Dossier : IMM-2411-10

Référence : 2011 CF 6

Ottawa (Ontario), ce 6e jour de janvier 2011

En présence de l’honorable juge Pinard

ENTRE :

WILNER JOACHIM

 

Demandeur

 

et

LE MINISTRE DE LA CITOYENNETÉ

ET DE L’IMMIGRATION

 

Défendeur

 

 

 

MOTIFS DU JUGEMENT ET JUGEMENT

 

[1]          Il s’agit d’une demande de contrôle judiciaire d’une décision d’un membre de la Section de la protection des réfugiés de la Commission de l’immigration et du statut de réfugié (le tribunal) présentée en vertu du paragraphe 72(1) de la Loi sur l’immigration et la protection des réfugiés, L.C. (2001), ch. 27, (la Loi) par Wilner Joachim (le demandeur). Le tribunal a conclu que le demandeur n’était ni un réfugié ni une personne à protéger et a donc rejeté sa demande d’asile.

 

[2]          Le demandeur est un citoyen d’Haïti, âgé de 65 ans. Depuis 29 ans, il travaille en tant que chauffeur de camion pour l’organisation non-gouvernementale Service Chrétien d’Haïti, chargé de la livraison de marchandises à l’aide de la région sinistrée de Gonaïves. Sa femme, actuellement en Haïti, est commerçante. Toutes ses relations sont témoins de Jéhovah.

 

[3]          Le demandeur allègue avoir été agressé à deux reprises lorsqu’il conduisait son camion et une fois de plus lorsqu’il attendait un autobus. Chaque fois les malfaiteurs auraient été différents et l’auraient battu et volé. Il prétend qu’il a été agressé la première fois parce qu’il transportait des marchandises, les malfaiteurs s’étant emparés de ces dernières. Lors du deuxième incident, les agresseurs l’auraient identifié comme l’époux d’une commerçante qui avait refusé de verser une rançon. Lors de l’incident, près de l’arrêt d’autobus, les malfaiteurs lui auraient volé son portefeuille.

▶ [Extraits de données]
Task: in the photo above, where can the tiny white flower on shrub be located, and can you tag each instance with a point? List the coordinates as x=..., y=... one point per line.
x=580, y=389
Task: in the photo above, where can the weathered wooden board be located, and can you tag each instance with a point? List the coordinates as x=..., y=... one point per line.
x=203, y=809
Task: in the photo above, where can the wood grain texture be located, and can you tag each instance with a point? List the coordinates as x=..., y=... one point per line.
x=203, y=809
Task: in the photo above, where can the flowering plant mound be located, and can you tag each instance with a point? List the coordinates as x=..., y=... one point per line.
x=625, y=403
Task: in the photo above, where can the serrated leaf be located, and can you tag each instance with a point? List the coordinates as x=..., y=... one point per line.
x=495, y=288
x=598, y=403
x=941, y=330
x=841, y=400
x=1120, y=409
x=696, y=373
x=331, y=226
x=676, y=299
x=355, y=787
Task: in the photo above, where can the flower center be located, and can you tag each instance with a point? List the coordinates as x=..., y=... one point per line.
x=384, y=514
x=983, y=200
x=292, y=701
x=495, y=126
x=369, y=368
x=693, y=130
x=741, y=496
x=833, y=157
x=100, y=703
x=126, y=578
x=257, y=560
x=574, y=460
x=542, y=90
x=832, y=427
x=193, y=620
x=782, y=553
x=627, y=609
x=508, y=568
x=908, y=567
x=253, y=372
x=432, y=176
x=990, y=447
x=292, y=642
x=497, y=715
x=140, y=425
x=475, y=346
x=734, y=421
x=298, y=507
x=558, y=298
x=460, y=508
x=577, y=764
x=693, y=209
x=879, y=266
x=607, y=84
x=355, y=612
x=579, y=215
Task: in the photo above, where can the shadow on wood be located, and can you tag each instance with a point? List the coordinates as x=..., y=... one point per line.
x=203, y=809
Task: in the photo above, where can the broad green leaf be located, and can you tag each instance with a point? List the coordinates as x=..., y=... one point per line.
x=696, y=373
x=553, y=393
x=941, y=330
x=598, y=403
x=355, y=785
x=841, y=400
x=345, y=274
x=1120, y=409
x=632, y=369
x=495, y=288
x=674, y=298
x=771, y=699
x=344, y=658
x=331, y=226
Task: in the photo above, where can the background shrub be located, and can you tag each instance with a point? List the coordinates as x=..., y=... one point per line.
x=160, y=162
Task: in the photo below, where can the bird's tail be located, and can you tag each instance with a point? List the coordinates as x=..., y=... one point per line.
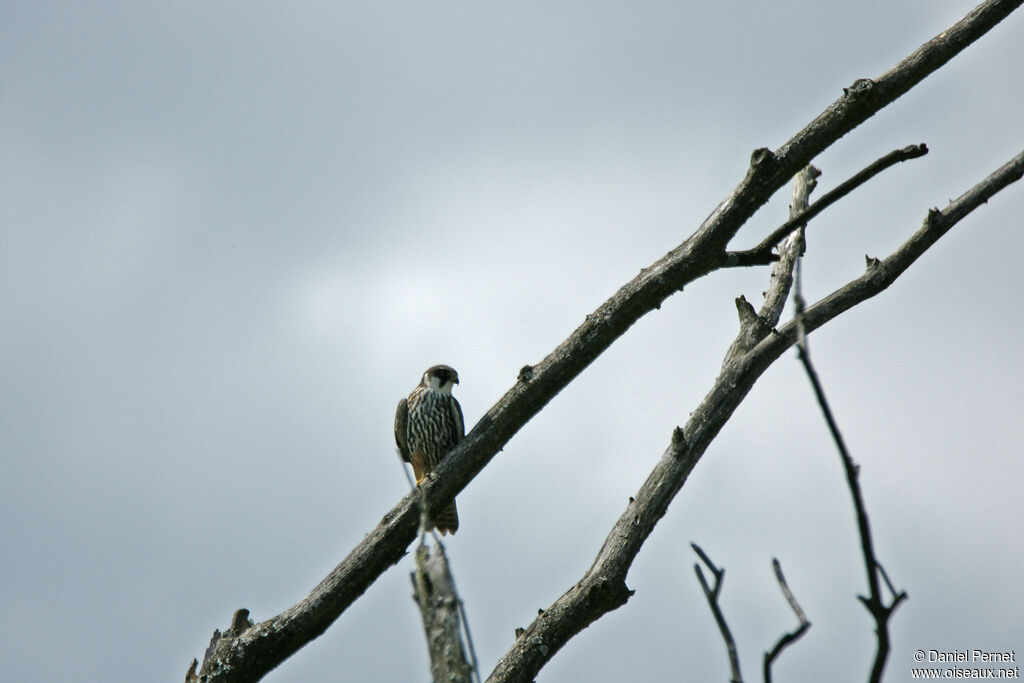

▶ [Série d'exercices]
1 - Selon le jugement sur la demande d'asile, pour quelle organisation non gouvernementale le demandeur travaille-t-il comme chauffeur de camion ?
2 - Poursuivez le jugement sur la demande d'asile en reprenant après son dernier paragraphe.
Les données ont été tirées d'une source distincte de celle du document.

▶ [Corrigé]
1 - Il travaille pour le Service Chrétien d'Haïti.

2 -
 

[4]          Dans sa revendication du statut de réfugié, le demandeur avait déclaré être ciblé à cause de ses opinions politiques. Lors de l’audience devant le tribunal, toutes les parties semblent s’être accordées sur le fait que le demandeur n’avait jamais fait de politique puisque sa religion ne le tolère pas, et ainsi que cette partie de la demande n’était plus pertinente.

 

[5]          Le demandeur allègue qu’il ne connaissait aucun des bandits et ne saurait les identifier, mais qu’ils étaient des personnes qu’on appelait, il y a un certain temps, les Chimères ou les Zinglindos.

 

[6]          Le patron du demandeur lui aurait dit qu’il ne pouvait pas le protéger. Le demandeur est arrivé au Canada le 9 mai 2007 et a revendiqué le statut de réfugié le 24 mai 2007.

[7]          Le tribunal a noté que le demandeur a déclaré ne pas avoir été ciblé pour des opinions politiques qu’il aurait exprimées ou qui lui auraient été imputées. Ainsi, le tribunal a trouvé que le demandeur n’était pas un réfugié au sens de l’article 96 de la Loi.

 

[8]          Par ailleurs, en regard de l’article 97 de la Loi, le tribunal a noté que le demandeur a témoigné qu’il existe en Haïti un désordre tel que tout le monde faisait n’importe quoi. Le tribunal a considéré qu’au cours du vol de son portefeuille, et au moins une fois lors du vol de son camion, les bandits auraient identifié le demandeur non comme un chauffeur de camion pour une organisation non-gouvernementale, mais bien comme une personne qui tenait un commerce et qui refusait de verser les rançons qu’on lui réclamait. Le tribunal a ainsi conclu que le demandeur n’était pas persécuté à cause de son emploi. Le tribunal a trouvé que le risque allégué était un risque aléatoire auquel, selon les propres dires du demandeur, font face indistinctement et de manière générale toute la population haïtienne. Le tribunal a conclu que le demandeur ne s’était pas déchargé du fardeau de démontrer qu’il était visé personnellement et que le risque auquel il dit faire face différait de celui des autres personnes vivant dans son pays. Le tribunal a donc trouvé que l’exception au sous-alinéa 97(1)b)(ii) s’appliquait, et que le demandeur n’était pas une personne à protéger.

 

[9]          À l’origine, le demandeur a soulevé deux questions, dans cette affaire :

a)      La décision est-elle suffisamment motivée au sujet de l’article 97 de la Loi?

b)      La décision est-elle déraisonnable ?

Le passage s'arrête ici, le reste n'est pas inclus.